══ RECORDED DATA

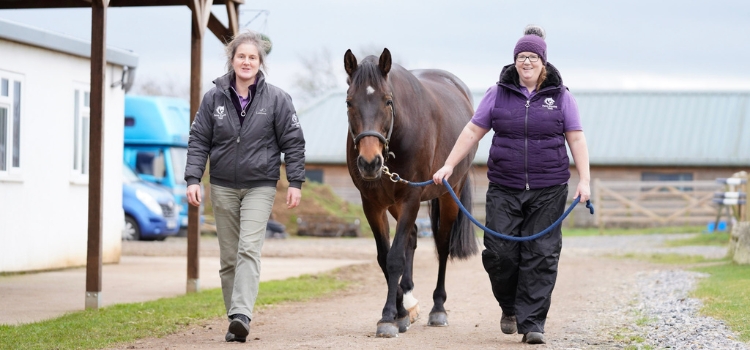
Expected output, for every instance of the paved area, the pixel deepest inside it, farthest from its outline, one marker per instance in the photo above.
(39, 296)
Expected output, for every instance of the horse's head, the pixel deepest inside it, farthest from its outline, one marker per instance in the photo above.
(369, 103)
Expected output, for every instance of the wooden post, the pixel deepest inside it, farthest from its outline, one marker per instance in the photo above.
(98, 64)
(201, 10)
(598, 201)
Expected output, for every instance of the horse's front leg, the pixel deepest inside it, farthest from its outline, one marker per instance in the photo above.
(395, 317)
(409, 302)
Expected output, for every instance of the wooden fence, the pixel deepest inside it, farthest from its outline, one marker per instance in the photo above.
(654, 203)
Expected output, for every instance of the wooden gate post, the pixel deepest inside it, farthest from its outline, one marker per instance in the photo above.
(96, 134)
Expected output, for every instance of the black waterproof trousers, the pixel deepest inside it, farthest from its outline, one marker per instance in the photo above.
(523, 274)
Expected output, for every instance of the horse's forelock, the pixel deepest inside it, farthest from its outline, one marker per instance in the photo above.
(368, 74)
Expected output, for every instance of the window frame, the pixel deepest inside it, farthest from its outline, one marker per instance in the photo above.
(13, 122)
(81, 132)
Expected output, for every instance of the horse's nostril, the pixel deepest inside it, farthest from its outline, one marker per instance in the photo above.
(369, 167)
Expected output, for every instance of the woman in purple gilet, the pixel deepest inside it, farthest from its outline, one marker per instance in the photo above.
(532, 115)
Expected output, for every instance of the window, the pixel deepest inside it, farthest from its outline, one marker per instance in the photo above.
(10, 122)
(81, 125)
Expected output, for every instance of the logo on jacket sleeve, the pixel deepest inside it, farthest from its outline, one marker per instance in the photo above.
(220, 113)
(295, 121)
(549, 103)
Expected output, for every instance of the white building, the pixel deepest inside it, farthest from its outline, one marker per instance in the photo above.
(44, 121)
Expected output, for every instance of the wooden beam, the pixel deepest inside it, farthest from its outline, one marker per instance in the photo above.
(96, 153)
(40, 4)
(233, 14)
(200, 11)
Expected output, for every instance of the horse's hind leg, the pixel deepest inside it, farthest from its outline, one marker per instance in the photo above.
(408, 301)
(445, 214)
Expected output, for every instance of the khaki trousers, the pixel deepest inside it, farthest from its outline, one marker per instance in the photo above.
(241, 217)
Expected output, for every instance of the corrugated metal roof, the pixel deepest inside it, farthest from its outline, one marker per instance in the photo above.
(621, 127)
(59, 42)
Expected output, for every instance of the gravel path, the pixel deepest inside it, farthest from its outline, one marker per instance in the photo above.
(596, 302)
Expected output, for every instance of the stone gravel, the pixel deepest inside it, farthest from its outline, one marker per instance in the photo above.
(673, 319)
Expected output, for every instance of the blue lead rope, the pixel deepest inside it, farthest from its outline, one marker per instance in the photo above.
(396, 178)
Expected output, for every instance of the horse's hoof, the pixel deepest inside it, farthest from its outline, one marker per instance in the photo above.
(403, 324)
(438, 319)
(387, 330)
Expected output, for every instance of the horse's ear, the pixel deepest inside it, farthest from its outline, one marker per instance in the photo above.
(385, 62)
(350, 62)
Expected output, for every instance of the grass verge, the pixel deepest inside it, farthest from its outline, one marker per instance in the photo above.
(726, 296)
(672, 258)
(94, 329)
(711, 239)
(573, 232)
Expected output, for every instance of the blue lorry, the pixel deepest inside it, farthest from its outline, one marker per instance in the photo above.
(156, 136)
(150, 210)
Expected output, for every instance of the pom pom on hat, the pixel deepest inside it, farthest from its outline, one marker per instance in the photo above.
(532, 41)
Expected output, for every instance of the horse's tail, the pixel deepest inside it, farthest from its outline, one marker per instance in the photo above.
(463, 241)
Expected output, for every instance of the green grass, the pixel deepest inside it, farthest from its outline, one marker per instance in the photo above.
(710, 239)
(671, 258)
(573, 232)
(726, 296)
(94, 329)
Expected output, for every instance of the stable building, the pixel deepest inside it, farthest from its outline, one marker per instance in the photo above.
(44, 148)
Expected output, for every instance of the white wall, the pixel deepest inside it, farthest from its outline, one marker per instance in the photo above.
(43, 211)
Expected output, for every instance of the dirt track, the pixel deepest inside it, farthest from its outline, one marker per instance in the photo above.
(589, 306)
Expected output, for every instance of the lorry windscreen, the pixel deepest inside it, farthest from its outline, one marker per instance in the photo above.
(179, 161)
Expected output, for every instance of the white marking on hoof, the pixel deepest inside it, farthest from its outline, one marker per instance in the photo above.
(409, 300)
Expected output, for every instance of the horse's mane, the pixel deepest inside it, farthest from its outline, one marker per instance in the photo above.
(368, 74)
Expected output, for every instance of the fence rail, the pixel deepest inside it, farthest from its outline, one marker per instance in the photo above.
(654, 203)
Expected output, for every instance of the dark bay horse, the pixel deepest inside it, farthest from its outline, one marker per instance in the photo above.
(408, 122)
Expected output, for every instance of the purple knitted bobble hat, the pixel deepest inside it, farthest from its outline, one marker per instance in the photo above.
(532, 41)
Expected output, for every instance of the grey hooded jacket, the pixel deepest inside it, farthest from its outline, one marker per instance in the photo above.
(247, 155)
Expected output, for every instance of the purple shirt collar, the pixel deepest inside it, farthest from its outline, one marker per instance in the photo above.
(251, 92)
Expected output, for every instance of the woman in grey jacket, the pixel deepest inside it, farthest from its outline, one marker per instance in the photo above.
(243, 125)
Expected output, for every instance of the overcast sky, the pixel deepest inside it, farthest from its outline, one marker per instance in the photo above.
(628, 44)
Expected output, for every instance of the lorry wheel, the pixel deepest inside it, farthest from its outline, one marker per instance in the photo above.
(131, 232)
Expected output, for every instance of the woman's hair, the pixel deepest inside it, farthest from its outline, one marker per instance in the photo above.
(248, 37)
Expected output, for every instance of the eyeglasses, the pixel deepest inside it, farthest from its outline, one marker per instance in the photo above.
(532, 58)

════

* **WHAT THE TASK ASKS**:
Write out the records above exactly as they appear, leaving out any pictures.

* **ANSWER TO THE PROBLEM**:
Expected output, for every instance of the paved area, the pixel deepest inside it, farthest from its outline, one marker per instance in the photo above.
(39, 296)
Expected output, for every instance of the horse's head, the pixel deepest inside it, farthest from its outline, one marker per instance in the photo above.
(369, 103)
Expected output, for every instance of the wooden post, the pixel deepest inside it, farthest from its outline, one marker per instance in the photo above.
(98, 64)
(201, 10)
(598, 201)
Expected output, for every instance of the horse's front leg, the pixel deepest inside it, farthest from its outline, one marker per instance in the photo above.
(395, 317)
(409, 302)
Expected output, for every instance of the wooden fence, the pixel deepest inside it, farthest from its outline, one marker per instance in the photo above.
(654, 203)
Expected output, for every instance of the wooden gate post, the pixel deepest inside it, farthest from its outline, one marker per instance in the photo above.
(96, 134)
Expected output, for every instance of the black waterproof trousers, the pixel deepest inside it, farthest from its outline, one marker per instance in the photo above.
(523, 274)
Expected output, for every instance of the horse's forelock, the pixel deepest inside it, farthest from its outline, one marker per instance in the photo above.
(368, 74)
Expected output, for every instance of the window frame, the pixel deepest inside it, farthest from its outline, one marker per instance in the photo above.
(13, 122)
(81, 132)
Expected output, for every instance of the horse's nostril, the pixel deepest inside it, farthest from its outline, one marker per instance in the photo above.
(369, 167)
Expected output, for every instance of the woman in purple gilet, the pixel deepest inside it, farthest from its outline, one marker per instance in the photo above.
(532, 115)
Expected output, for every instance of the window, the pixel deepest inside it, farthest from its outline, one marker per instance in the photo above.
(10, 122)
(81, 125)
Expected output, for every instance of the logo on jacket sleeve, the pixel deepest inside it, farthest from its outline, one marker per instance in the photo above.
(220, 113)
(295, 121)
(549, 103)
Expected output, for every instance of the white building, the pixel deepest inside it, farthest from its outline, one marker per instance in the photo above.
(44, 121)
Expected output, for every instance of the wooden beam, the pixel deepest inside it, farthest from its outline, one marker per instance in the photo above.
(96, 153)
(40, 4)
(233, 14)
(200, 11)
Expected output, for every instance of the horse's hind leg, the pixel deepest inside it, farthest from its outline, one marker per instance in the photo above.
(408, 301)
(445, 214)
Expected output, for every instance of the khaki trousers, the pixel deepest inside it, farthest from its outline, one marker per instance in the photo above.
(241, 217)
Expected output, for every instance of the corrugated metal roof, the pixel deepest inside it, farthest from its outline, one marker per instance in the photo above.
(621, 127)
(59, 42)
Expected output, for every instance of the gravel path, the pixel deepest inside it, farthest from its outline, one marker per instance in the photo above.
(596, 302)
Expected output, for every instance of the stone gravel, the pixel deepest inside it, farthest from its outline, one marker per instance in the photo above.
(673, 319)
Expected output, for every instance of the blue lead rope, the pixel deepest inside it, farthest from its outline, one marker per instance in the photo above.
(396, 178)
Expected output, for every instance of the horse's hoof, the pixel deepest inside it, farthest from its outline, one marker per instance in the photo above.
(403, 324)
(438, 319)
(387, 330)
Expected output, for every instance of the horse's ear, the pixel deepest inside it, farthest from its outline, one marker per instance in the photo above.
(385, 62)
(350, 62)
Expected output, for every instance of the grass verge, the pixel deepest inside it, farthest from its outline, one marker per instance in the photo above.
(726, 296)
(672, 258)
(94, 329)
(711, 239)
(573, 232)
Expected output, for every instance of the blue lorry, the pixel deepest inside it, farthest from its outline, one marker per instance in the photo above.
(156, 136)
(150, 210)
Expected output, for every instance of the pom pom on hat, the pixel deepest inside it, farthest from its outline, one marker per instance in the photo above.
(532, 41)
Expected output, for every instance of the horse's tail, the pixel deepest inside it, farthest from its outline, one marker per instance in the photo above.
(463, 241)
Expected output, for every instance of the green grass, the pixel deepest inside it, farthest from its outline, one marker per instance in the photo above.
(710, 239)
(671, 258)
(573, 232)
(726, 296)
(94, 329)
Expected output, for every instance of the stable building, the pixel deepest inside it, farthest from its outline, one marker per instance in the photo above.
(44, 148)
Expected output, for every instance of the white wall, the pixel deepest inside it, farthest from its outline, one marker per instance in the photo above.
(43, 211)
Expected output, for every instance of the dirt track, the pixel deepest inside it, farthest from its outline, one marker per instance in the photo above.
(589, 306)
Expected output, for every instance of the lorry windscreen, the pixel deepest inside it, farthest from its outline, one marker per instance in the photo above.
(179, 161)
Expected output, for every instance of the white marking on hoof, the pixel deepest inside it, farthest from its outline, one marker per instance in the photo above.
(409, 300)
Expected output, for every instance of the horse's mane, the pixel deepest inside it, farthest from its outline, one marker per instance in the photo above.
(368, 74)
Expected output, for every instance of the fence rail, the pixel deepest inside it, farthest from its outline, one marker per instance in the photo above.
(654, 203)
Expected output, for every instance of the dark bay horse, the pixel deepest inside it, farthest from its outline, one marker per instance in the photo above.
(408, 122)
Expected output, for every instance of the purple knitted bobble hat, the pixel deepest inside it, farthest from its outline, one marker per instance in the photo above.
(532, 41)
Expected output, for every instance of the grey hooded jacket, the pixel deepest inside it, farthest from its outline, one marker per instance in the photo above.
(247, 155)
Expected output, for every instance of the purple shirt collar, the pixel deepest inside it, farthest from its outline, one marker per instance in the photo above.
(251, 92)
Expected output, for every instance of the woman in grey jacket, the pixel deepest inside it, farthest from its outline, one marker per instance in the photo above.
(243, 125)
Expected output, for every instance of the overcast sky, the pixel deepest inside it, farthest from its outline, one marker per instance in the photo above.
(628, 44)
Expected output, for every instance of the lorry wheel, the pixel deepest inside it, farthest from its outline, one marker per instance in the photo above.
(131, 232)
Expected output, for every instance of the woman's hair, the pixel deepest inside it, farthest from its outline, one marker per instance in the photo above.
(248, 37)
Expected output, for every instance of the eyeglasses, the pixel deepest inside it, farthest from its outline, one marker per instance in the photo above.
(532, 58)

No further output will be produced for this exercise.